===== Brano proposto

Il documentario di Fabiana Sargentini analizza il "rapporto di sangue forse più profondo, ancestrale e anche complesso che possiamo trovare"


DI MADRE IN FIGLIA - In cosa somigli a tua madre?
Secondo Jean Cocteau, il rapporto tra madre e figlia assomiglia molto ad un gioco a mosca cieca.

E’ un mistero, un salto nel vuoto, una sfida tra corpi ciechi ma molto sensibili, alla ricerca di un contatto, di un volto, di una meta. Con “Di Madre in Figlia” (2004) Fabiana Sargentini va ad affrontare il legame più delicato all’interno della struttura familiare.

Il rapporto tra la madre e la figlia è il rapporto di sangue forse più profondo, ancestrale e anche complesso che possiamo trovare. Nei brevi e colorati intermezzi di “fiction” le protagoniste del film, giocano a ritrovarsi, bendate, le figlie toccano i lineamenti delle madri, cercano con lievi carezze di riconoscerne un dettaglio, una caratteristica del volto, un odore, una postura che possa ricongiungerle al caro abbraccio negato dalla cecità voluta per gioco dalla regista.

==========

> _Obiettivo a_
Puoi riscrivere in forma di elenco il paragrafo del brano sul documentario che inizia con «Il rapporto tra la madre e la figlia», conservandone i fatti principali?
Il brano e i record non hanno alcun legame tra loro.

===== Record estratti

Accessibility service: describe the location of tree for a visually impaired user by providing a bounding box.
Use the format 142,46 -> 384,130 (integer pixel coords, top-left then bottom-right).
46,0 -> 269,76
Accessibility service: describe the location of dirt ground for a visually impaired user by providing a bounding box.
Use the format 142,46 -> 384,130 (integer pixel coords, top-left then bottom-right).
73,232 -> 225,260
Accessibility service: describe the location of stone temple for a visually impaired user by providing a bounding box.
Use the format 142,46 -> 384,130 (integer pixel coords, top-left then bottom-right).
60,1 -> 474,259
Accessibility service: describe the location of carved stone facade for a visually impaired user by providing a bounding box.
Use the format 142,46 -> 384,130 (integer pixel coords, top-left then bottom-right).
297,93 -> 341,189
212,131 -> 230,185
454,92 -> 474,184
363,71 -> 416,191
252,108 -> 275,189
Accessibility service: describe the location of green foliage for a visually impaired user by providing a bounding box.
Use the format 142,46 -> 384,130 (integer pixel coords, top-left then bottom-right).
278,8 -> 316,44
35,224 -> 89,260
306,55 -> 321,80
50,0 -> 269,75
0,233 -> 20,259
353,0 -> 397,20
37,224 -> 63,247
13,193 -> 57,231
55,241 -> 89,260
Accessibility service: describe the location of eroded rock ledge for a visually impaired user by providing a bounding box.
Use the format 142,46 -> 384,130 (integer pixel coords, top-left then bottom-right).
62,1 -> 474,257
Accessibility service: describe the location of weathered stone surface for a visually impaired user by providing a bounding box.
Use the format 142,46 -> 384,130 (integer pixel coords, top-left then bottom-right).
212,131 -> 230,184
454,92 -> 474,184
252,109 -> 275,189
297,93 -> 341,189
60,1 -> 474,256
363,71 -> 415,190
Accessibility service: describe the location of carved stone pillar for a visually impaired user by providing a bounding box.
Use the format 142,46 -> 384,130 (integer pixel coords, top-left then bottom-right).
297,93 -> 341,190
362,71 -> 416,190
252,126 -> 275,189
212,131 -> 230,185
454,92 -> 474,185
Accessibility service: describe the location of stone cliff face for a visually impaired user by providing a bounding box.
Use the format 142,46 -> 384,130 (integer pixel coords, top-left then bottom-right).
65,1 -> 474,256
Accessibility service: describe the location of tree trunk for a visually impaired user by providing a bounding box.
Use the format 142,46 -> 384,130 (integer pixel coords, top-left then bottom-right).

==========
===== Record estratti

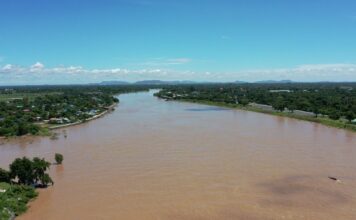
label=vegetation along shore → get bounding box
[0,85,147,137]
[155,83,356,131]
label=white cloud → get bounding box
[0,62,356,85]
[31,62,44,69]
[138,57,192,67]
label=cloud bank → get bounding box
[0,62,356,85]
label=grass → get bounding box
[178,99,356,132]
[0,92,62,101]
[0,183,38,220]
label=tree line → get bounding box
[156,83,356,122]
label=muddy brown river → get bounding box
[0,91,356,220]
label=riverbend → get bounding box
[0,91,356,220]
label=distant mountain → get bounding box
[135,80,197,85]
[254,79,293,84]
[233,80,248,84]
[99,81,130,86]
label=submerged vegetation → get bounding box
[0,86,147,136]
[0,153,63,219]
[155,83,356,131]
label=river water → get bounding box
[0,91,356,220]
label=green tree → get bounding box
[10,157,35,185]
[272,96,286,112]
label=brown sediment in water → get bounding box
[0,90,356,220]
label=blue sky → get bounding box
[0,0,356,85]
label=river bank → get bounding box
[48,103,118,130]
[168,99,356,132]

==========
===== Record estratti

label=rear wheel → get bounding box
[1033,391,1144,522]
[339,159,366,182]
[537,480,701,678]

==========

> _Obiettivo b_
Estrai dai record ogni riga che contiene la stringa "visually", tenendo conto di maiuscole e minuscole.

> _Risultato a_
- Il rapporto tra madre e figlia è forse il legame di sangue più profondo, ancestrale e complesso che si possa trovare.
- Nei brevi e colorati intermezzi di "fiction", le protagoniste del film giocano a ritrovarsi.
- Le figlie, bendate, toccano i lineamenti delle madri.
- Con lievi carezze cercano di riconoscere un dettaglio, una caratteristica del volto, un odore o una postura.
- La cecità, voluta per gioco dalla regista, nega loro il caro abbraccio.

> _Risultato b_
Accessibility service: describe the location of tree for a visually impaired user by providing a bounding box.
Accessibility service: describe the location of dirt ground for a visually impaired user by providing a bounding box.
Accessibility service: describe the location of stone temple for a visually impaired user by providing a bounding box.
Accessibility service: describe the location of carved stone facade for a visually impaired user by providing a bounding box.
Accessibility service: describe the location of green foliage for a visually impaired user by providing a bounding box.
Accessibility service: describe the location of eroded rock ledge for a visually impaired user by providing a bounding box.
Accessibility service: describe the location of weathered stone surface for a visually impaired user by providing a bounding box.
Accessibility service: describe the location of carved stone pillar for a visually impaired user by providing a bounding box.
Accessibility service: describe the location of stone cliff face for a visually impaired user by providing a bounding box.
Accessibility service: describe the location of tree trunk for a visually impaired user by providing a bounding box.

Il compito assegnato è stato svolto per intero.